[Items from a dataset]
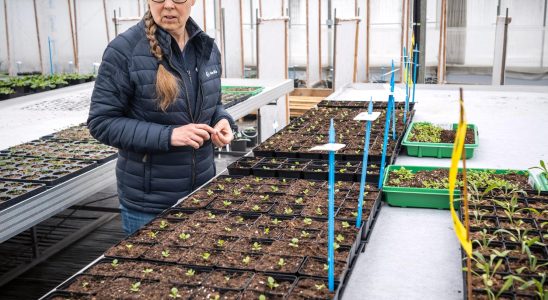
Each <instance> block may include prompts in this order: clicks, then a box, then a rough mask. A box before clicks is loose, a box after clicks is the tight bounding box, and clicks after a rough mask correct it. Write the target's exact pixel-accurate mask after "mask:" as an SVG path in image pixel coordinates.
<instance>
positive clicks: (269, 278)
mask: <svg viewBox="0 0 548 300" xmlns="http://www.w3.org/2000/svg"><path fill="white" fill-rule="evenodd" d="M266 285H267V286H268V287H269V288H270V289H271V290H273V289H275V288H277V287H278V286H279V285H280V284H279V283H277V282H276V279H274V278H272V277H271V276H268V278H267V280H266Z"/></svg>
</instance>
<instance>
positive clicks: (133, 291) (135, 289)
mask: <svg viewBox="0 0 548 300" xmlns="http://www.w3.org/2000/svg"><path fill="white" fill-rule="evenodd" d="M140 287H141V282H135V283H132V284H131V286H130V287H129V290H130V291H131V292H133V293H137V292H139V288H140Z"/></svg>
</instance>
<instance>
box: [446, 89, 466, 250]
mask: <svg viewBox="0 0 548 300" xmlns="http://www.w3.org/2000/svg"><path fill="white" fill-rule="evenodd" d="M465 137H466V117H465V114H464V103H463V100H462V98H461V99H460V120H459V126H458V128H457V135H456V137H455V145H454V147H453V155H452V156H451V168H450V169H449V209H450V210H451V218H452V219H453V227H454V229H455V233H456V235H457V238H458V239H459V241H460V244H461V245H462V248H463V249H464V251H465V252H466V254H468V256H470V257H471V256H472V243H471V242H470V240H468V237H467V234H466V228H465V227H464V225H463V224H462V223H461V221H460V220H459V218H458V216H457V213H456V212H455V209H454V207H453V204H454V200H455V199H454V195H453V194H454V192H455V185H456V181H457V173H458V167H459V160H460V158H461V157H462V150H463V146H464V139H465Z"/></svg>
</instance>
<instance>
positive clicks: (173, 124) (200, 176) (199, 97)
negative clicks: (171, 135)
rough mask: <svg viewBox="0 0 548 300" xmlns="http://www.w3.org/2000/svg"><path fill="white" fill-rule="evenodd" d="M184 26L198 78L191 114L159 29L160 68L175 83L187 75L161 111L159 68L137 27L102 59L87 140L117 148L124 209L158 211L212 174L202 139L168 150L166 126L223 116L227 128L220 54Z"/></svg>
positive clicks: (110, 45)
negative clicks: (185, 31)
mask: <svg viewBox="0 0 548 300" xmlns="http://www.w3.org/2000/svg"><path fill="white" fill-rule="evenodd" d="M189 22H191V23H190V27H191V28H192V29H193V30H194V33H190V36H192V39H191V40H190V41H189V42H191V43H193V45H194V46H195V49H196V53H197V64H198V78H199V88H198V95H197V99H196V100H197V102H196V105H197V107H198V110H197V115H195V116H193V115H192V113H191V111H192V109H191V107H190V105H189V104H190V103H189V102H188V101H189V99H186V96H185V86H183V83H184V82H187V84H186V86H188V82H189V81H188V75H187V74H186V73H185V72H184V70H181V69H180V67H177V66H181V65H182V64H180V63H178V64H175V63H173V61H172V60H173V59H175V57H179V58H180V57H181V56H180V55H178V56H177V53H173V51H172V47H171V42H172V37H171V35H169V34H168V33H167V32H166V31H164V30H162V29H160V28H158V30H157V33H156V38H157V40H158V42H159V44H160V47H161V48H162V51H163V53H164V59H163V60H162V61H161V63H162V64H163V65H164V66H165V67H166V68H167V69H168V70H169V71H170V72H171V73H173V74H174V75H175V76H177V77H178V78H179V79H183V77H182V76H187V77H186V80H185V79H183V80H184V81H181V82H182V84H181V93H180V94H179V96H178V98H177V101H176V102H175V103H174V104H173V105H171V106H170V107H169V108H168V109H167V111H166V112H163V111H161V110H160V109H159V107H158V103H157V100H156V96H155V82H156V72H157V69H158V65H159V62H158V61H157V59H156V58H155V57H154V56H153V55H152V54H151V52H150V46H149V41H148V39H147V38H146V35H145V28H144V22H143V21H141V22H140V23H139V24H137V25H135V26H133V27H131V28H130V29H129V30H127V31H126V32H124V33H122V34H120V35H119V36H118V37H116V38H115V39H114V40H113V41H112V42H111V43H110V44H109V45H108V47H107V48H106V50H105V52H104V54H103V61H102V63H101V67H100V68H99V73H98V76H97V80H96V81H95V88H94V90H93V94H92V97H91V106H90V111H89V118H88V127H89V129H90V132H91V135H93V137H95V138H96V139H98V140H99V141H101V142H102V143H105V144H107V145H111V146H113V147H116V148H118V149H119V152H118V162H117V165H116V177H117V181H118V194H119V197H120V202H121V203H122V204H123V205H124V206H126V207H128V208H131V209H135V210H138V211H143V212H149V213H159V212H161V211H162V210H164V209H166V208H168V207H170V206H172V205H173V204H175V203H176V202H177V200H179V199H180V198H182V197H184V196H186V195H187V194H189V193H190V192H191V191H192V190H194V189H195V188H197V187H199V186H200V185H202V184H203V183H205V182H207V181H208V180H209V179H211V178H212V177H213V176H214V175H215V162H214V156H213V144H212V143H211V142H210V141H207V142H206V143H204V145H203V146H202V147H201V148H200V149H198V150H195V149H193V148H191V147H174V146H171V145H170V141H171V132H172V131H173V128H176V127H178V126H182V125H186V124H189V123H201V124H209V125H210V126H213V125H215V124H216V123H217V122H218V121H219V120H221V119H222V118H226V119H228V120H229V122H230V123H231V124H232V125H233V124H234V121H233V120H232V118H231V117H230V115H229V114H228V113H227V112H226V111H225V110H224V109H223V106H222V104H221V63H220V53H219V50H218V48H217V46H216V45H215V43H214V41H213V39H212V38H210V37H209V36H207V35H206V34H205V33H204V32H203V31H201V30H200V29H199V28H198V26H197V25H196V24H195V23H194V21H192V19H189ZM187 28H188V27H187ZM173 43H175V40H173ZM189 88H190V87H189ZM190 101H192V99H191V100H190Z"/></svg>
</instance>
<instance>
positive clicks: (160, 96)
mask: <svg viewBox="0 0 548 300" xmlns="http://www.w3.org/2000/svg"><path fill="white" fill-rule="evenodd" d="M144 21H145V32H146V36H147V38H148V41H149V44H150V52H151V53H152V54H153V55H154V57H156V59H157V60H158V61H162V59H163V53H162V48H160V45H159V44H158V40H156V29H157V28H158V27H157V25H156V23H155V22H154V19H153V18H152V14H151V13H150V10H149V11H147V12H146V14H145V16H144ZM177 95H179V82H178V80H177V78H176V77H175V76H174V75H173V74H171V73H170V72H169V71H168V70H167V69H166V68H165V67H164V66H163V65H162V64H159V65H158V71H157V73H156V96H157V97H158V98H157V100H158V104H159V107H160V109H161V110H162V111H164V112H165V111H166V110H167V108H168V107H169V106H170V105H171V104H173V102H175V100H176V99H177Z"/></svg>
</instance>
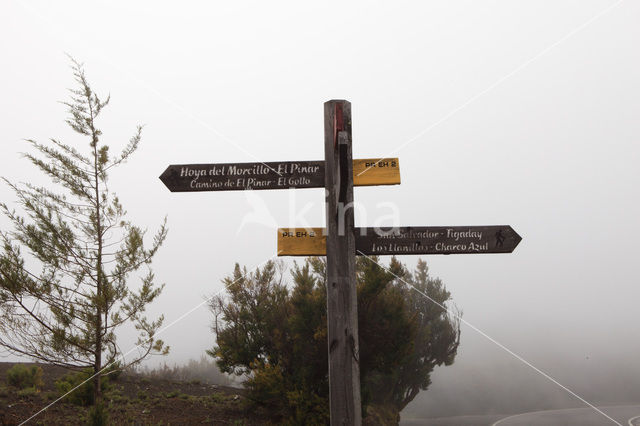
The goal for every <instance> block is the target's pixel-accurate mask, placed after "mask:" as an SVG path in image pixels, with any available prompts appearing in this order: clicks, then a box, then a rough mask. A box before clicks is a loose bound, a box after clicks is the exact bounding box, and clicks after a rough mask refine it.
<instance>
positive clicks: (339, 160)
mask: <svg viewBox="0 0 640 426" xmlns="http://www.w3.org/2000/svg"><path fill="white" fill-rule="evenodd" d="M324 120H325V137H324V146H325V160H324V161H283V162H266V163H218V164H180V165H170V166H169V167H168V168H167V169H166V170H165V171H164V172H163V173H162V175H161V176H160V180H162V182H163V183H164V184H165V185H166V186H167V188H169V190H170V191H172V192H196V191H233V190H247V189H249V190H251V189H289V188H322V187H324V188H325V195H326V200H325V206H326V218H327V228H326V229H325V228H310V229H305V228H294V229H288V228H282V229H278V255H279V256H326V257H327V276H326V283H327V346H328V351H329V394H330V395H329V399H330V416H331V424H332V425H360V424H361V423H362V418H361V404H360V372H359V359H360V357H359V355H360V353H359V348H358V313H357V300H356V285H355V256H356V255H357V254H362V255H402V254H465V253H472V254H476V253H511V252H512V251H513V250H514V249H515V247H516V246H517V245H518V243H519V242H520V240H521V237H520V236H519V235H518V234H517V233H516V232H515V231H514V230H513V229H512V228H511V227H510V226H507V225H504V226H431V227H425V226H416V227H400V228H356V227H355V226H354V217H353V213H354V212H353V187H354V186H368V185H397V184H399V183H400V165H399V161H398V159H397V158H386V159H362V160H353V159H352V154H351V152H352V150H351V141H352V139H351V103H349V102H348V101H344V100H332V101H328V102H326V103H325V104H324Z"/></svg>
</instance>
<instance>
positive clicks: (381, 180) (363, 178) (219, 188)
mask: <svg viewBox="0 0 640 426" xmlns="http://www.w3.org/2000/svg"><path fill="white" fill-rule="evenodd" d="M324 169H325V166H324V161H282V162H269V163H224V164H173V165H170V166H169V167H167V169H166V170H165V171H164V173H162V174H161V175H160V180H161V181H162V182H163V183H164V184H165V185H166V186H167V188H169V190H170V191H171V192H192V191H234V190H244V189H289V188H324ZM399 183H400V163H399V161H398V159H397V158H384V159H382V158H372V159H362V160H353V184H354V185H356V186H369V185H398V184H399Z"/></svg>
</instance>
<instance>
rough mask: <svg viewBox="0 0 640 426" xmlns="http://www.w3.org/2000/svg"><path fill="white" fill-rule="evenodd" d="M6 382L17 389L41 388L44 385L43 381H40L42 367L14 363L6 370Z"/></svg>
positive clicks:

The task: Show the lines of the data that hold the word "this".

Written solution:
Each <instance> block may include prompts in this order: clicks, then a box, then a rough mask. A box before clicks is loose, a box after clicks is the tight bounding box, and clicks after a rough mask correct it. Write the target's exact pixel-accurate mask after "mask:" as an SVG path in image pixel coordinates.
The goal for every <instance> block is the target's pixel-accurate mask, placed after "mask:" as an SVG path in image pixels, with any available prompts appearing in this order: clicks, then a box, then a rough mask. A box before clicks is a loose bound, a box after clicks is the exact bounding box, and clicks after a rough mask refine it.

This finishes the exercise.